# [TEXTAUSZUG]
════

Die Demokratie braucht den Journalismus. Allerdings taugt dieser immer weniger für wirtschaftlich tragfähige Geschäftsmodelle: Produktions- und Vertriebskosten vervielfachen sich, klassische Werbefinanzierung bricht ein, neue Bezahlschranken im Digitalen bleiben hinter den Erwartungen zurück. Die Folge: Die Versorgung der Bevölkerung mit qualitativ hochwertigen journalistischen Erzeugnissen ist gefährdet. Um seiner für die Demokratie so wichtigen Aufgabe künftig nachzukommen, braucht das Mediensystem öffentliche und private Unterstützung und Förderung.
Journalistische Arbeit ist in Deutschland nicht als gemeinnützig anerkannt
Die Rahmenbedingungen für „gemeinnützigen Journalismus“ sind in Deutschland alles andere als optimal: Journalistische Arbeit ist in Deutschland nicht als gemeinnützig anerkannt. Eine Anerkennung würde Steuervorteile bringen und die Annahme von Spenden sowie die Möglichkeit einer Förderung durch Stiftungen, andere gemeinnützige Akteure und die öffentliche Hand erleichtern.

════

# [DATENAUSZUG]
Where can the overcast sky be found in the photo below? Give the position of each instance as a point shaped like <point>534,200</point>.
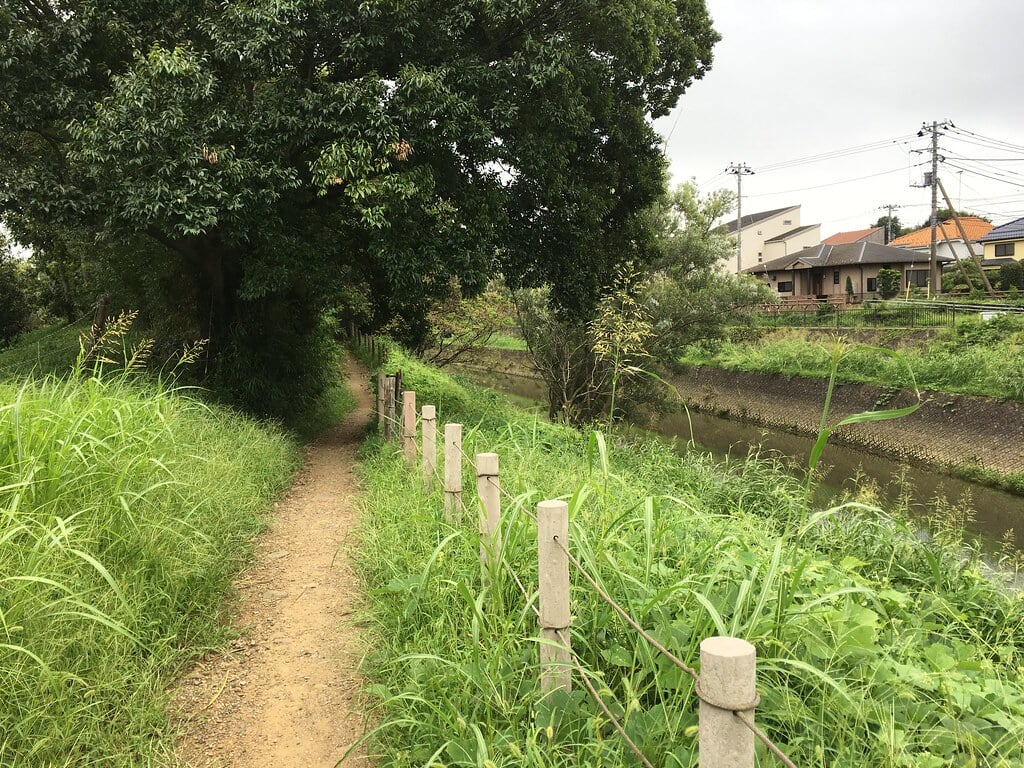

════

# [AUFGABE]
Schreibe den Text über Journalismus und Demokratie ab der Stelle mit „Die Demokratie braucht“ bis einschließlich „Unterstützung und Förderung.“ noch einmal auf. Setze dabei überall „Gesellschaft“ an die Stelle von „Demokratie“. Das Material spielt hierfür keine Rolle.

# [LÖSUNG]
Die Gesellschaft braucht den Journalismus. Allerdings taugt dieser immer weniger für wirtschaftlich tragfähige Geschäftsmodelle: Produktions- und Vertriebskosten vervielfachen sich, klassische Werbefinanzierung bricht ein, neue Bezahlschranken im Digitalen bleiben hinter den Erwartungen zurück. Die Folge: Die Versorgung der Bevölkerung mit qualitativ hochwertigen journalistischen Erzeugnissen ist gefährdet. Um seiner für die Gesellschaft so wichtigen Aufgabe künftig nachzukommen, braucht das Mediensystem öffentliche und private Unterstützung und Förderung.